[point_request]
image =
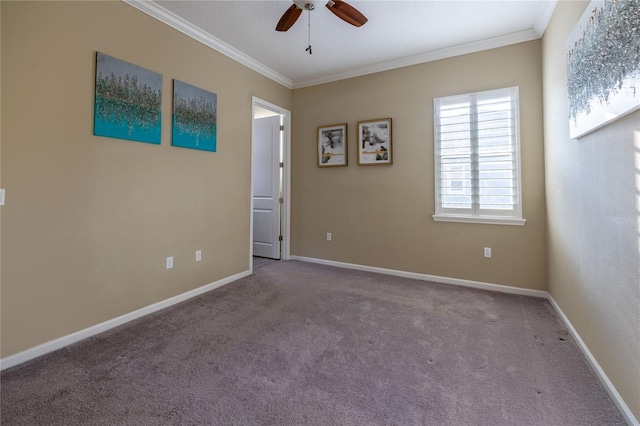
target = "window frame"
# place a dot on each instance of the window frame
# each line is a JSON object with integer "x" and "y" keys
{"x": 474, "y": 215}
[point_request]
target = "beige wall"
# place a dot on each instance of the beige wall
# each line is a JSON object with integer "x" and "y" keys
{"x": 381, "y": 215}
{"x": 89, "y": 220}
{"x": 593, "y": 202}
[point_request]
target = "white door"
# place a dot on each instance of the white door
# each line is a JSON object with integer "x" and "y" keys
{"x": 266, "y": 187}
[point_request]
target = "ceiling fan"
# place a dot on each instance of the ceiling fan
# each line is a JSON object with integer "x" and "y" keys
{"x": 339, "y": 8}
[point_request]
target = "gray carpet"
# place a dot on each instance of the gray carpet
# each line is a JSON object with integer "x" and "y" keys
{"x": 305, "y": 344}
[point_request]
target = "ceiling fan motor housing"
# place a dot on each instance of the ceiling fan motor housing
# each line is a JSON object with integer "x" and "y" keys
{"x": 307, "y": 4}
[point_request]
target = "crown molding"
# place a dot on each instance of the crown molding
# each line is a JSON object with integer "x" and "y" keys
{"x": 544, "y": 16}
{"x": 462, "y": 49}
{"x": 158, "y": 12}
{"x": 163, "y": 15}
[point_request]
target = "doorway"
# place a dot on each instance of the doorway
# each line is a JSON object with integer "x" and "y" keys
{"x": 270, "y": 188}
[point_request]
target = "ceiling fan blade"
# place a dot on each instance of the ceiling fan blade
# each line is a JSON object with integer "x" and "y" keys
{"x": 289, "y": 18}
{"x": 346, "y": 12}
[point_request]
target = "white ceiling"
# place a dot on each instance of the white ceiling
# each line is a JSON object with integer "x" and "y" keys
{"x": 398, "y": 33}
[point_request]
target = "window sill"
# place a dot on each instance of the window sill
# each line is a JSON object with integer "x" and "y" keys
{"x": 489, "y": 220}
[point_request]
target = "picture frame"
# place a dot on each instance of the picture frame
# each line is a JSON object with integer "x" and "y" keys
{"x": 332, "y": 145}
{"x": 374, "y": 142}
{"x": 602, "y": 79}
{"x": 194, "y": 117}
{"x": 128, "y": 101}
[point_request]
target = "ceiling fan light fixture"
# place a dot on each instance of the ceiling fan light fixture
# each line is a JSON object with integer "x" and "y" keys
{"x": 307, "y": 4}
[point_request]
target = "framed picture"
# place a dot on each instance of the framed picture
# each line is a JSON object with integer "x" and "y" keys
{"x": 603, "y": 71}
{"x": 332, "y": 145}
{"x": 194, "y": 117}
{"x": 374, "y": 142}
{"x": 127, "y": 102}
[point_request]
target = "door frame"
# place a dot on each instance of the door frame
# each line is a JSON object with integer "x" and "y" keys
{"x": 285, "y": 217}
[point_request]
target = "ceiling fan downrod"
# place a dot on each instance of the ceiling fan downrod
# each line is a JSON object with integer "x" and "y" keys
{"x": 308, "y": 49}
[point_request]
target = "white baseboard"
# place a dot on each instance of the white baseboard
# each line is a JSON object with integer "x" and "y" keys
{"x": 425, "y": 277}
{"x": 602, "y": 376}
{"x": 69, "y": 339}
{"x": 609, "y": 387}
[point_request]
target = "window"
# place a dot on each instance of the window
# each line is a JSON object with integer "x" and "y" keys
{"x": 477, "y": 158}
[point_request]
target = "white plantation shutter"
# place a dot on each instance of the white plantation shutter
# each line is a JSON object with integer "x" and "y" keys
{"x": 477, "y": 155}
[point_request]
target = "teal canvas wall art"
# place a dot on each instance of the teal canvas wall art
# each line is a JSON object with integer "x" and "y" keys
{"x": 127, "y": 102}
{"x": 194, "y": 117}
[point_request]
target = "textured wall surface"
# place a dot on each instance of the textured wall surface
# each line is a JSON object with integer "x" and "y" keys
{"x": 382, "y": 215}
{"x": 89, "y": 220}
{"x": 593, "y": 201}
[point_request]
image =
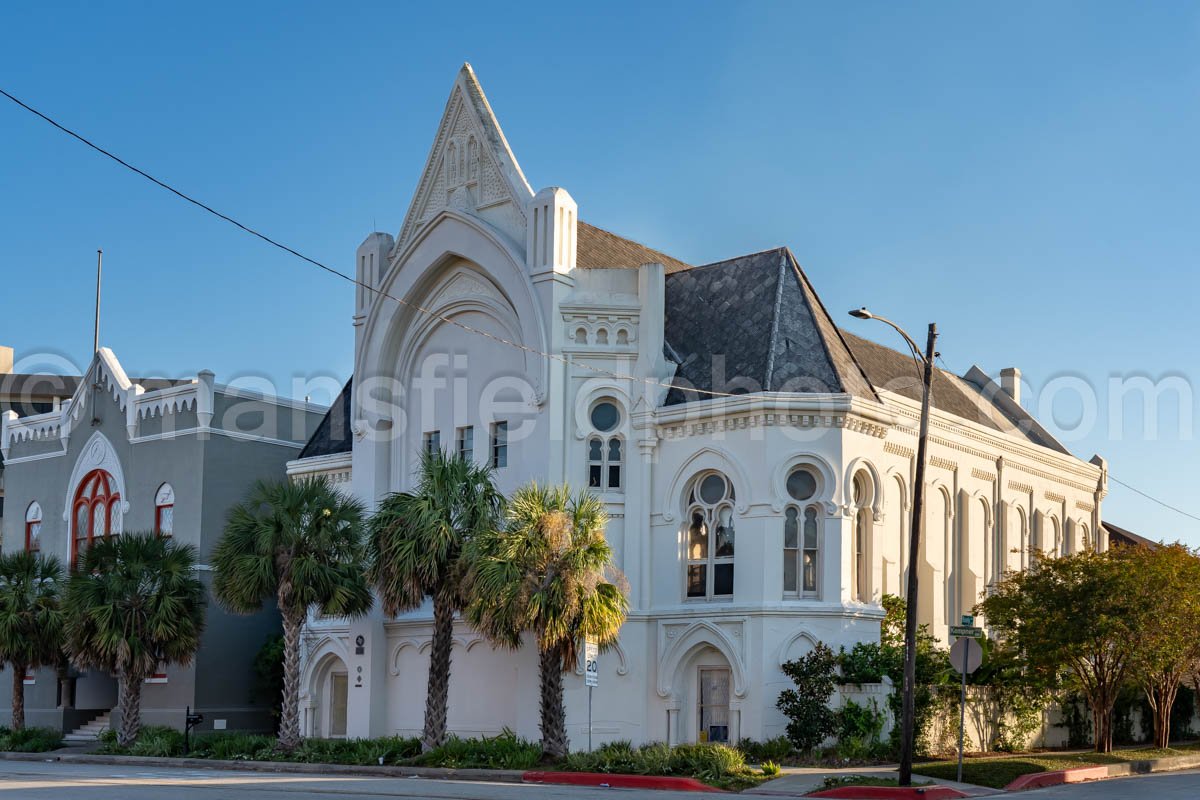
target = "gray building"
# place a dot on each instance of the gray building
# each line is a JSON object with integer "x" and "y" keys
{"x": 121, "y": 457}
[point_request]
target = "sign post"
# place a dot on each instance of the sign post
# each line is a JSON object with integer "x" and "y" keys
{"x": 591, "y": 677}
{"x": 966, "y": 655}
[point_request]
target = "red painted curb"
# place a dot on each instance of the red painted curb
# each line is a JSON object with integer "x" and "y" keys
{"x": 892, "y": 793}
{"x": 1056, "y": 777}
{"x": 619, "y": 781}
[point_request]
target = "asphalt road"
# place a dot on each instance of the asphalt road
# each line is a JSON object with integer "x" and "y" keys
{"x": 58, "y": 781}
{"x": 1164, "y": 786}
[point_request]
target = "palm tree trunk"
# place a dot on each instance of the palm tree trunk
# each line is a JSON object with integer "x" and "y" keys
{"x": 129, "y": 703}
{"x": 553, "y": 716}
{"x": 289, "y": 707}
{"x": 18, "y": 697}
{"x": 437, "y": 696}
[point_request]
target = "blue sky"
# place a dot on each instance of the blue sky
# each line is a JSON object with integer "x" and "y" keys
{"x": 1025, "y": 174}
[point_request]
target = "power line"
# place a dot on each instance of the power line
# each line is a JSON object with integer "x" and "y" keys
{"x": 351, "y": 278}
{"x": 426, "y": 311}
{"x": 1153, "y": 499}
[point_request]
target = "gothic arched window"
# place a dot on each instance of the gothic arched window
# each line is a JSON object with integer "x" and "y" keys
{"x": 96, "y": 511}
{"x": 165, "y": 511}
{"x": 711, "y": 534}
{"x": 34, "y": 528}
{"x": 801, "y": 535}
{"x": 605, "y": 449}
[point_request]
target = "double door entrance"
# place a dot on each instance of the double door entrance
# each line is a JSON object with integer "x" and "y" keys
{"x": 714, "y": 704}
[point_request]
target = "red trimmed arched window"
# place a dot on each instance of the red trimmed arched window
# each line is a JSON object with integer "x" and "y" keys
{"x": 96, "y": 511}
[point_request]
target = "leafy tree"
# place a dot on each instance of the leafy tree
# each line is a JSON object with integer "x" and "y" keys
{"x": 417, "y": 551}
{"x": 549, "y": 571}
{"x": 1169, "y": 626}
{"x": 133, "y": 602}
{"x": 1079, "y": 614}
{"x": 301, "y": 545}
{"x": 30, "y": 619}
{"x": 810, "y": 720}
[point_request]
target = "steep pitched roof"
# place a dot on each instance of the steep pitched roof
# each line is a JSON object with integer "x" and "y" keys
{"x": 754, "y": 323}
{"x": 599, "y": 248}
{"x": 1127, "y": 537}
{"x": 895, "y": 372}
{"x": 333, "y": 435}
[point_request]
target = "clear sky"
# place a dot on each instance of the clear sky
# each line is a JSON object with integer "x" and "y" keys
{"x": 1026, "y": 174}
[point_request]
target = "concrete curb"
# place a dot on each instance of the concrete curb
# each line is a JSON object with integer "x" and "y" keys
{"x": 617, "y": 781}
{"x": 891, "y": 793}
{"x": 436, "y": 773}
{"x": 1145, "y": 767}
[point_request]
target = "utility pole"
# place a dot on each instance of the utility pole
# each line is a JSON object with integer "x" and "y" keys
{"x": 907, "y": 715}
{"x": 909, "y": 739}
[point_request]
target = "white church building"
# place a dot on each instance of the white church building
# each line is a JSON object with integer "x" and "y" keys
{"x": 755, "y": 458}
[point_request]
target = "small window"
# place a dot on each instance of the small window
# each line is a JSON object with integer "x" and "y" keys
{"x": 34, "y": 528}
{"x": 605, "y": 416}
{"x": 605, "y": 453}
{"x": 466, "y": 443}
{"x": 802, "y": 485}
{"x": 499, "y": 444}
{"x": 165, "y": 511}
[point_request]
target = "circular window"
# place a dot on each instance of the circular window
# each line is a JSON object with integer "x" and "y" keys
{"x": 605, "y": 416}
{"x": 802, "y": 485}
{"x": 712, "y": 489}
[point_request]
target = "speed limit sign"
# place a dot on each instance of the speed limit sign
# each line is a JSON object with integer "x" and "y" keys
{"x": 591, "y": 663}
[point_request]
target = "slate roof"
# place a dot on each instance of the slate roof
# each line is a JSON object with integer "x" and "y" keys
{"x": 333, "y": 435}
{"x": 598, "y": 248}
{"x": 895, "y": 372}
{"x": 755, "y": 324}
{"x": 1121, "y": 536}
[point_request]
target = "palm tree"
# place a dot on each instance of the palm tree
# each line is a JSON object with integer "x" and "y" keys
{"x": 417, "y": 552}
{"x": 549, "y": 571}
{"x": 133, "y": 602}
{"x": 299, "y": 543}
{"x": 30, "y": 619}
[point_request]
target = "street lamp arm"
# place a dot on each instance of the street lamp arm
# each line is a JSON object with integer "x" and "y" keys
{"x": 912, "y": 344}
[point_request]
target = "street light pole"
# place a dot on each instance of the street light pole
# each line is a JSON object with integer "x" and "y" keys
{"x": 907, "y": 721}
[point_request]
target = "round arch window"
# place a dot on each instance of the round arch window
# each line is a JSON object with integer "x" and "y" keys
{"x": 802, "y": 485}
{"x": 605, "y": 416}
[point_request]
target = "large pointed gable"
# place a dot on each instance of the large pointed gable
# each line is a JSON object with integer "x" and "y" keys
{"x": 755, "y": 324}
{"x": 471, "y": 168}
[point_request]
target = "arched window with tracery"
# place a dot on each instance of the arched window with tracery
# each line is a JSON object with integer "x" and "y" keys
{"x": 606, "y": 457}
{"x": 802, "y": 535}
{"x": 96, "y": 511}
{"x": 165, "y": 511}
{"x": 34, "y": 528}
{"x": 709, "y": 569}
{"x": 863, "y": 494}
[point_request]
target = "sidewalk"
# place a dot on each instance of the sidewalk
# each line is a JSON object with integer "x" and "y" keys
{"x": 798, "y": 781}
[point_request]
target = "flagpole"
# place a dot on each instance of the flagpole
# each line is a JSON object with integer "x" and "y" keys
{"x": 95, "y": 338}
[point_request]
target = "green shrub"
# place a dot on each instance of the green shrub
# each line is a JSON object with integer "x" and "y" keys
{"x": 859, "y": 732}
{"x": 773, "y": 750}
{"x": 503, "y": 752}
{"x": 237, "y": 747}
{"x": 30, "y": 740}
{"x": 706, "y": 762}
{"x": 807, "y": 707}
{"x": 157, "y": 741}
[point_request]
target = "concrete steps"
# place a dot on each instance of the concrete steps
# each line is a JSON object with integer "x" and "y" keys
{"x": 89, "y": 732}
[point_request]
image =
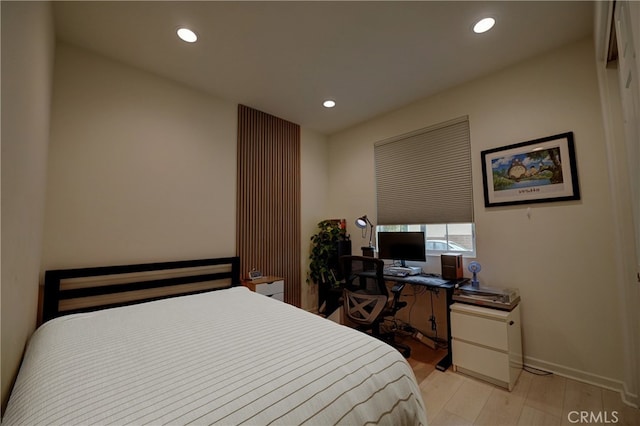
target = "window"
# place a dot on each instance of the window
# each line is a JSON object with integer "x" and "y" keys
{"x": 442, "y": 238}
{"x": 424, "y": 177}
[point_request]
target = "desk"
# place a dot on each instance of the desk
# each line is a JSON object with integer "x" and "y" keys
{"x": 432, "y": 281}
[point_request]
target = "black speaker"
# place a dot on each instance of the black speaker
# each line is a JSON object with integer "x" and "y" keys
{"x": 451, "y": 266}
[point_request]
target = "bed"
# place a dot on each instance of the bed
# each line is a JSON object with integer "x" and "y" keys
{"x": 223, "y": 357}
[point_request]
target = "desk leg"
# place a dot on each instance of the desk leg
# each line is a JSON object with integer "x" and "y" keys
{"x": 446, "y": 361}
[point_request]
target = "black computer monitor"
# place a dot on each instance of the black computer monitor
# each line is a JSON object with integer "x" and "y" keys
{"x": 402, "y": 246}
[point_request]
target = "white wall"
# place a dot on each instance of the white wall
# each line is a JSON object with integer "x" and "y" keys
{"x": 27, "y": 69}
{"x": 144, "y": 169}
{"x": 561, "y": 258}
{"x": 140, "y": 168}
{"x": 314, "y": 188}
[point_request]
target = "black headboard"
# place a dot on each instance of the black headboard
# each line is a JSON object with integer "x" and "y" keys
{"x": 69, "y": 291}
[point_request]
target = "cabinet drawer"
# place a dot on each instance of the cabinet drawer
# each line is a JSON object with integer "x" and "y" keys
{"x": 491, "y": 363}
{"x": 485, "y": 331}
{"x": 270, "y": 289}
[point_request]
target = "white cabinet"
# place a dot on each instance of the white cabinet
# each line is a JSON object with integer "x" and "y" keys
{"x": 268, "y": 286}
{"x": 487, "y": 343}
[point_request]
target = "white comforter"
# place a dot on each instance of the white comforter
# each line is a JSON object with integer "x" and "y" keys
{"x": 226, "y": 357}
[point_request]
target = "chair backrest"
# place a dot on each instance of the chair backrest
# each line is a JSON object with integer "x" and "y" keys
{"x": 363, "y": 308}
{"x": 364, "y": 273}
{"x": 365, "y": 293}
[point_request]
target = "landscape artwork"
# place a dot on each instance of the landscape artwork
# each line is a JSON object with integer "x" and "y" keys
{"x": 540, "y": 170}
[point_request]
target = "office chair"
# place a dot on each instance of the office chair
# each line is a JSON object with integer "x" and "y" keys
{"x": 366, "y": 300}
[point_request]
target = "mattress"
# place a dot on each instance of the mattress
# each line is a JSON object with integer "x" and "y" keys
{"x": 226, "y": 357}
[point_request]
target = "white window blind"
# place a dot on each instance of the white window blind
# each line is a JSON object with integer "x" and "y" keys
{"x": 425, "y": 176}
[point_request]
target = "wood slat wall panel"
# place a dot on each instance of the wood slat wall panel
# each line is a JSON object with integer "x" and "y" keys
{"x": 268, "y": 206}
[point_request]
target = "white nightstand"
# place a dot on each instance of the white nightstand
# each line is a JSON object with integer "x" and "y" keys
{"x": 268, "y": 286}
{"x": 487, "y": 343}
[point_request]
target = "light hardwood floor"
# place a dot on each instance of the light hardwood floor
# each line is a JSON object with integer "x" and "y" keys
{"x": 454, "y": 399}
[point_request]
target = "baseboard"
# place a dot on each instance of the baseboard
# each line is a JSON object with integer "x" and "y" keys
{"x": 582, "y": 376}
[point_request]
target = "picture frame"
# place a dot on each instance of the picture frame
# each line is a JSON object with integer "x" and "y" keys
{"x": 536, "y": 171}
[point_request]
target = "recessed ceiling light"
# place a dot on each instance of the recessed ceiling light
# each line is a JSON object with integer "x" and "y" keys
{"x": 187, "y": 35}
{"x": 484, "y": 25}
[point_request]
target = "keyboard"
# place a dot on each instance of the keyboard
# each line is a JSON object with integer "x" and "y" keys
{"x": 395, "y": 272}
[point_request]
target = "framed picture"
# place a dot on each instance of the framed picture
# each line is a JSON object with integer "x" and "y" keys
{"x": 537, "y": 171}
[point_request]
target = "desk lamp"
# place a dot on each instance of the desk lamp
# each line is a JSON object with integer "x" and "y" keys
{"x": 362, "y": 223}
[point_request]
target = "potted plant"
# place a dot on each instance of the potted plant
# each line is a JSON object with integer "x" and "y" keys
{"x": 327, "y": 245}
{"x": 324, "y": 252}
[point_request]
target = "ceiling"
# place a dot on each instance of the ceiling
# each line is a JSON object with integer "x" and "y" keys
{"x": 285, "y": 58}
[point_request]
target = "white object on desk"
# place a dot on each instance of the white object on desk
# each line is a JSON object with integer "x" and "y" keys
{"x": 487, "y": 343}
{"x": 268, "y": 286}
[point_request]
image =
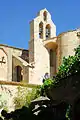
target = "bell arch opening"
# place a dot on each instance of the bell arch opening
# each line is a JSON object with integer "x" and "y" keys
{"x": 48, "y": 31}
{"x": 52, "y": 62}
{"x": 45, "y": 16}
{"x": 41, "y": 30}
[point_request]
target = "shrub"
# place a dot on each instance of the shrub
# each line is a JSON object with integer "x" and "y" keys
{"x": 24, "y": 96}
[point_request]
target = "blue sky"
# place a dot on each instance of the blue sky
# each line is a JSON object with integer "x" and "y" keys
{"x": 15, "y": 16}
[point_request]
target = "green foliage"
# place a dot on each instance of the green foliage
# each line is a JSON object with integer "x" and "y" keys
{"x": 24, "y": 96}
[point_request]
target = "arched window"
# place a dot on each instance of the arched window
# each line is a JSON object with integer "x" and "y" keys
{"x": 18, "y": 71}
{"x": 48, "y": 31}
{"x": 51, "y": 57}
{"x": 41, "y": 30}
{"x": 45, "y": 15}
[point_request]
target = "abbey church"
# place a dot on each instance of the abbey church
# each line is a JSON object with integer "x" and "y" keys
{"x": 44, "y": 55}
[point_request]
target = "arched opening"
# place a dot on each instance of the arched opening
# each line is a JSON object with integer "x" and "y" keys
{"x": 41, "y": 30}
{"x": 52, "y": 62}
{"x": 18, "y": 74}
{"x": 48, "y": 31}
{"x": 45, "y": 15}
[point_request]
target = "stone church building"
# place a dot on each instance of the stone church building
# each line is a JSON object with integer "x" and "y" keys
{"x": 44, "y": 55}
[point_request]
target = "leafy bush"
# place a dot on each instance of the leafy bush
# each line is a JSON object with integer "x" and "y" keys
{"x": 24, "y": 96}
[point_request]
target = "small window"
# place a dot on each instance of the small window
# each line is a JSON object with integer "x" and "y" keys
{"x": 41, "y": 30}
{"x": 45, "y": 15}
{"x": 48, "y": 31}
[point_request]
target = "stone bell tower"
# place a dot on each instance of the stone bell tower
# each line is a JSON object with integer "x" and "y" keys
{"x": 41, "y": 29}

AIM | Return each line above that contains the word "monitor".

ANSWER TO THIS PROBLEM |
target = "black computer monitor"
# place a dot on each instance of the black computer monitor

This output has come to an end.